• TASK: Go through the entries below and copy out every line that contains the string "stone". Case counts.

• THE INPUT:
"""
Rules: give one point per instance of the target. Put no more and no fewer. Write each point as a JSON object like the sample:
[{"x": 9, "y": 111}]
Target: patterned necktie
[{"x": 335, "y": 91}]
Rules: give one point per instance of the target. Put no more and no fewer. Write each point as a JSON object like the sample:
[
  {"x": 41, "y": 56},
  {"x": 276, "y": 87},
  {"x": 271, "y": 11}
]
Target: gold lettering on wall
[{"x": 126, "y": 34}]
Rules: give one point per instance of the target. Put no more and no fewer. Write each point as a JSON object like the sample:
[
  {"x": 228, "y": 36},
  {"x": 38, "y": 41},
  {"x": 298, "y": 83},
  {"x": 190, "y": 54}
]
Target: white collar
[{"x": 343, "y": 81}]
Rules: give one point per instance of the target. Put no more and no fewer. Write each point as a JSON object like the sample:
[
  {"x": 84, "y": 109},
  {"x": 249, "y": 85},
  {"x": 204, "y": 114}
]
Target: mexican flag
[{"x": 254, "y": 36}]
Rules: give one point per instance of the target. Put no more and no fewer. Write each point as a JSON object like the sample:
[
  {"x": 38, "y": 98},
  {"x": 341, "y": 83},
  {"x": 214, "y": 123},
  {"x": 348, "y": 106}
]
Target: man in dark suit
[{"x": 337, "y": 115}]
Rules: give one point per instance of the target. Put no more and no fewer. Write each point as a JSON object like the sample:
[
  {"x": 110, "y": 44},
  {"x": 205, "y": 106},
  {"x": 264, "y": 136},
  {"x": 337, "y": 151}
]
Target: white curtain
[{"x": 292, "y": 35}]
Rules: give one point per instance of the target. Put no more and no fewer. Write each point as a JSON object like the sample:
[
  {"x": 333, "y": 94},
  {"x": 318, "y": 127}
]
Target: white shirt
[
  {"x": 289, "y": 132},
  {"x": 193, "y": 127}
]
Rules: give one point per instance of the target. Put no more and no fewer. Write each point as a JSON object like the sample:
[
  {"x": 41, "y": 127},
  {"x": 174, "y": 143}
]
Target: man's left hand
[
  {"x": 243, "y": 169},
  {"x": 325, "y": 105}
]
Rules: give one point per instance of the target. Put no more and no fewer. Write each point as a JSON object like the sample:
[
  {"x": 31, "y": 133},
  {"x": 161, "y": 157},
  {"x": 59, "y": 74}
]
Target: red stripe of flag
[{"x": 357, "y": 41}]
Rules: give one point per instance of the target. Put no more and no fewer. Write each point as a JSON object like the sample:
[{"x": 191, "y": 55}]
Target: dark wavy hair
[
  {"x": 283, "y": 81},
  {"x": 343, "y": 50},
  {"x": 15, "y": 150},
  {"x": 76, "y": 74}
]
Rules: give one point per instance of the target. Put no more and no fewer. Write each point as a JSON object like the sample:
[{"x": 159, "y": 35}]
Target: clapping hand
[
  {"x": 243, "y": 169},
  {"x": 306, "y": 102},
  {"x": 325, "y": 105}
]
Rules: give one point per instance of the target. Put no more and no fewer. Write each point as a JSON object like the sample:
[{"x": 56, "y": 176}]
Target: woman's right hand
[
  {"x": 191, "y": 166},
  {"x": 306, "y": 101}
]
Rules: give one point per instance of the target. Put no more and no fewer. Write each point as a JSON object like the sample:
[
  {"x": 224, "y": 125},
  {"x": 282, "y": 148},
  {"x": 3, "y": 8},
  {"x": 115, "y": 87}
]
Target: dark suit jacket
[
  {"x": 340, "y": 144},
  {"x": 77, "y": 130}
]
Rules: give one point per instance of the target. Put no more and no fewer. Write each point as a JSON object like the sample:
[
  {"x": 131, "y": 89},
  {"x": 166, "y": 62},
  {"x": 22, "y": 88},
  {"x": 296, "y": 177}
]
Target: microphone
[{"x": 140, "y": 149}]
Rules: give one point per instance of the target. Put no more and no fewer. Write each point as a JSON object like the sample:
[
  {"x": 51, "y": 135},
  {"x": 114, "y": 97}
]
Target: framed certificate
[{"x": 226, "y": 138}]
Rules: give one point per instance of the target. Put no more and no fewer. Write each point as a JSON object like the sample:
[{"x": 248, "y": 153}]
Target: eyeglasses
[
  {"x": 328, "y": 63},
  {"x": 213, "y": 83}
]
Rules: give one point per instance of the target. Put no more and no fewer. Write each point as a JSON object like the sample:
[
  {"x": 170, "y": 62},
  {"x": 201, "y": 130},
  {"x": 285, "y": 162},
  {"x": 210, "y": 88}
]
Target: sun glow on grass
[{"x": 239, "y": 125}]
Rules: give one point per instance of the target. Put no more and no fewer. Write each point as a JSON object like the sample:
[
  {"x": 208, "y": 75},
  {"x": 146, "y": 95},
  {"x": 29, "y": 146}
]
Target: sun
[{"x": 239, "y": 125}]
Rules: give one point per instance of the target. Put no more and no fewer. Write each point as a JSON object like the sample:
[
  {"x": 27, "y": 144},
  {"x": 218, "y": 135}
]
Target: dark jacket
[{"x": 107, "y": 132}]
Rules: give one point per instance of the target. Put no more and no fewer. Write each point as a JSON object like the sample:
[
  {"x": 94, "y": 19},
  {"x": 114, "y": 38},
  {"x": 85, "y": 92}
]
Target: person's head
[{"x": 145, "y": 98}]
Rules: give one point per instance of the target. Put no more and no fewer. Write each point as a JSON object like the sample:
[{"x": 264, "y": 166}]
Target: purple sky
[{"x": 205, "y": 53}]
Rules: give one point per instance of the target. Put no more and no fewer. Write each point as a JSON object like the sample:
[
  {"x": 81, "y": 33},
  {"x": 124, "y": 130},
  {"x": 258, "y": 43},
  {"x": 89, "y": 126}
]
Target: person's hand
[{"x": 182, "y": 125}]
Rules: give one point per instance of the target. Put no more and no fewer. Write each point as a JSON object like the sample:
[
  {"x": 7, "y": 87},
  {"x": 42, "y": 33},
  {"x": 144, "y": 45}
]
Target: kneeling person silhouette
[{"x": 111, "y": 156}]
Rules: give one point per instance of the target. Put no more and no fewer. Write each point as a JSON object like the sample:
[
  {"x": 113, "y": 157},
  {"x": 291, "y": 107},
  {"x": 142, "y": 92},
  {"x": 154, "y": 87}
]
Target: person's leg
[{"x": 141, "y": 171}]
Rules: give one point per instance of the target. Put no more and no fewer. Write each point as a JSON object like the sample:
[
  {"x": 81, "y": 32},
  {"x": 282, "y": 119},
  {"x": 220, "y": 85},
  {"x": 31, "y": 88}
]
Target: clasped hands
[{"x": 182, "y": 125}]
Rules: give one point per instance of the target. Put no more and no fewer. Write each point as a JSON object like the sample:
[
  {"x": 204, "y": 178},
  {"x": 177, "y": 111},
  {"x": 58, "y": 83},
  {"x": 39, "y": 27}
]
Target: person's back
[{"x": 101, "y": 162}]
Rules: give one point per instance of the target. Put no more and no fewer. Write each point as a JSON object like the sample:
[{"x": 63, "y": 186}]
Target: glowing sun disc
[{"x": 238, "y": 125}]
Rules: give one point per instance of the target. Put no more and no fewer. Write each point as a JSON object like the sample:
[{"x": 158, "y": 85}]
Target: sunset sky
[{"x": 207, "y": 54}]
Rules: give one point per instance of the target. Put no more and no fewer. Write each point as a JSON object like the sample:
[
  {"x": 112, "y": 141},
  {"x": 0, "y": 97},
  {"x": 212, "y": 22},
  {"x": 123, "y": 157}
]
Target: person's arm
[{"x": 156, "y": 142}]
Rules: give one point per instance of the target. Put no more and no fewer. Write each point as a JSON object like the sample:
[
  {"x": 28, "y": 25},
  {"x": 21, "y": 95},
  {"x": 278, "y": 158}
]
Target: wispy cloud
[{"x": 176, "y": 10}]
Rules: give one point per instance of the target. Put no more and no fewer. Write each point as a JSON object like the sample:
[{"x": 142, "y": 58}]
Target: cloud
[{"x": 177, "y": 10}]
"""
"""
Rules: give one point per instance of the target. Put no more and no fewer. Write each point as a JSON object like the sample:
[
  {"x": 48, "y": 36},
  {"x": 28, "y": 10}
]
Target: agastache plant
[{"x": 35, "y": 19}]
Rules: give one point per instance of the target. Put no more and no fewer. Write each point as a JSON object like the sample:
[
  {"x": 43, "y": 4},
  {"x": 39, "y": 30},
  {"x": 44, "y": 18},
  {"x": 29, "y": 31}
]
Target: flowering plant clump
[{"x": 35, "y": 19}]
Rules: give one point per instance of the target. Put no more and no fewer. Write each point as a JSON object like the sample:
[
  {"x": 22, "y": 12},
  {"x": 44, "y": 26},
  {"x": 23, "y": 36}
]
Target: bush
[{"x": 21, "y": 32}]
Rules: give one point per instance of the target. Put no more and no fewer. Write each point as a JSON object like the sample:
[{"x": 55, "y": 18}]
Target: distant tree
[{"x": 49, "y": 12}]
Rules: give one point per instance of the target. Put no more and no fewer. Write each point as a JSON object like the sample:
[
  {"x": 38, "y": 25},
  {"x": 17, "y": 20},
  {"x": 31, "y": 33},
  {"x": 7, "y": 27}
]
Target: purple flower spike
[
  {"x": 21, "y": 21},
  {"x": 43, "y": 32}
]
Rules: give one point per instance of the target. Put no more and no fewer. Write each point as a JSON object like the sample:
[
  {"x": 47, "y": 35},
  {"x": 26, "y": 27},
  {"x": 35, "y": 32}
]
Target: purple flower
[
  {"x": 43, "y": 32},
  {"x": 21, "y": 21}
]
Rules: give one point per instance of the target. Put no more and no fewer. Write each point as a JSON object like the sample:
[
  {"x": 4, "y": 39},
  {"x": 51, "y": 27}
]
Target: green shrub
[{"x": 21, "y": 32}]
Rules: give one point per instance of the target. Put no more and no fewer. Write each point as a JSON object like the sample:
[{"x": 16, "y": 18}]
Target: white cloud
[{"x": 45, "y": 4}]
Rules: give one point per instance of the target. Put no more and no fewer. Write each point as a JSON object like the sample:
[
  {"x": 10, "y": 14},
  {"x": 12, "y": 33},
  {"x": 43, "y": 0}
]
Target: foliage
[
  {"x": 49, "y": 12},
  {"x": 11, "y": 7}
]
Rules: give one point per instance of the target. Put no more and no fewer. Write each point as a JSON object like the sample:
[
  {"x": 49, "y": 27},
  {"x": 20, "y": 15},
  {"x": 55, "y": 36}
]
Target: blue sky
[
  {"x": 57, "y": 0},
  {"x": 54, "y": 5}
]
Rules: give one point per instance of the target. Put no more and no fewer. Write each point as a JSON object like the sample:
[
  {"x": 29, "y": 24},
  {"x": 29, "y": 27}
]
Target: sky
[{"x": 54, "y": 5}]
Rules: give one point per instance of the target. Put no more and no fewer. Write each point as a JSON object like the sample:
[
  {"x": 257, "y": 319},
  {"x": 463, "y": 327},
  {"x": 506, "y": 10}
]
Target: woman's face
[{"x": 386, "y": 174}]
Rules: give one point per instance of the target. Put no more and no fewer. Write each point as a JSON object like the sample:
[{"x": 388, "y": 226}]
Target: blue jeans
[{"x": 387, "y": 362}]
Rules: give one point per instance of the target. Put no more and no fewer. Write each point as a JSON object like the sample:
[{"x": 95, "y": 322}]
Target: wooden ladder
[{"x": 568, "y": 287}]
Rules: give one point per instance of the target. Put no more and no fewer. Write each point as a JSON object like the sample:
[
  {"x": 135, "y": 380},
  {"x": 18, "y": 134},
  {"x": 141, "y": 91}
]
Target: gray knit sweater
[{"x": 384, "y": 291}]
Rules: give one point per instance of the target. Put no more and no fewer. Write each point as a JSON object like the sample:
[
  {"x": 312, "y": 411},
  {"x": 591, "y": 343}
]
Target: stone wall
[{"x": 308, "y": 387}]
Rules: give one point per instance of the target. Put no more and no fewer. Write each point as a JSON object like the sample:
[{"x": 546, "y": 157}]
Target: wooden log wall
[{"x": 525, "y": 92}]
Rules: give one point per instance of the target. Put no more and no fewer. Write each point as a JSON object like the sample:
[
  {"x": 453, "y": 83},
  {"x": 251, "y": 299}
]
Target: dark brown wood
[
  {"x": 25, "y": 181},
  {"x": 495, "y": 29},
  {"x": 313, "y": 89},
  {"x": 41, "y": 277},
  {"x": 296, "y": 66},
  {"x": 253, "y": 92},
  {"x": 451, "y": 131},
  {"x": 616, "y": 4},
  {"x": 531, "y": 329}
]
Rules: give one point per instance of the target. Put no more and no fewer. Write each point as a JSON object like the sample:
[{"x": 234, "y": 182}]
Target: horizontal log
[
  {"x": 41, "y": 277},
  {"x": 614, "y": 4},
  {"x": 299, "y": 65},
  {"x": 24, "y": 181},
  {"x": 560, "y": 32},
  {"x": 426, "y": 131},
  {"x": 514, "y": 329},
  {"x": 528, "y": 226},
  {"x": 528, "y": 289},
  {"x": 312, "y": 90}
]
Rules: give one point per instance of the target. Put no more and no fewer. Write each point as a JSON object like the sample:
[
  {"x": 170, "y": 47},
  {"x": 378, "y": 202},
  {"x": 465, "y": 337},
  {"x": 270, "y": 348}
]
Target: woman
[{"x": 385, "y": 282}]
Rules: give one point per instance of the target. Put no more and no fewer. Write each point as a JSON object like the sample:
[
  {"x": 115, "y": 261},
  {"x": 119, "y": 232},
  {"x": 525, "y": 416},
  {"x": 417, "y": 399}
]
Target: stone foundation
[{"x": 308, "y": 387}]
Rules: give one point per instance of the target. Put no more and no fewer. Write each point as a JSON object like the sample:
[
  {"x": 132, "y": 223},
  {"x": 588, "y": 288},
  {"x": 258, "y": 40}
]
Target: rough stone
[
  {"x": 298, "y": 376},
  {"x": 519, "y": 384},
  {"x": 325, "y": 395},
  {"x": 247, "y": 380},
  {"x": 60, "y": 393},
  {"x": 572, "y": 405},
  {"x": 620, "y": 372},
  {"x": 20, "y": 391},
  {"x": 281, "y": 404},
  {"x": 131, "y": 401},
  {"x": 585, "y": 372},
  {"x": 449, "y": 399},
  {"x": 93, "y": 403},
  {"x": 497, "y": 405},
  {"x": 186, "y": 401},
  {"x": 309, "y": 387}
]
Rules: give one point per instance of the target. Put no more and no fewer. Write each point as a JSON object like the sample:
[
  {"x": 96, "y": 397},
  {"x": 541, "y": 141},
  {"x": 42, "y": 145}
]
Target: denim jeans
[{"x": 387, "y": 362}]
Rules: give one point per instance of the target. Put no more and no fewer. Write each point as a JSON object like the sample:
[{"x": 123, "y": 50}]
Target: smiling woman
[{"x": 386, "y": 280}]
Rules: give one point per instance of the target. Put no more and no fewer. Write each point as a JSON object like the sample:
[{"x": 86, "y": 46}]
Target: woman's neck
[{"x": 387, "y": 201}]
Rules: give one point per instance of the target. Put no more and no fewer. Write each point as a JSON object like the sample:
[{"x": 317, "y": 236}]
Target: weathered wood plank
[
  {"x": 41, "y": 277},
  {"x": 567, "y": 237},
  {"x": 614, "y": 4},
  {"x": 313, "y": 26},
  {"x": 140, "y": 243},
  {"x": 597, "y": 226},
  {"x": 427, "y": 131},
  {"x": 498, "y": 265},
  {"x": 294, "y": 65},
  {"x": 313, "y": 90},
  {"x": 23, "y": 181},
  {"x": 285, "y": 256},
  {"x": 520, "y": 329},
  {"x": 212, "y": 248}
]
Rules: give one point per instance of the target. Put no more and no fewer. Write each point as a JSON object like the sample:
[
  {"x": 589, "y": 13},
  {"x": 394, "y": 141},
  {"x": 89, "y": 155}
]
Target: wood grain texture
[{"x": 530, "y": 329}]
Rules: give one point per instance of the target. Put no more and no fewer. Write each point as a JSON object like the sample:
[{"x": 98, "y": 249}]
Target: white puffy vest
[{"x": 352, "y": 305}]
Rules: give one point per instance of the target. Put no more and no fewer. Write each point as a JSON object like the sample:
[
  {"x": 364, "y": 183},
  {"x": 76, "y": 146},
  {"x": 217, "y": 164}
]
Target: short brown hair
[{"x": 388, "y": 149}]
"""
• REPLY:
Target: stone wall
Target: stone foundation
Target: rough stone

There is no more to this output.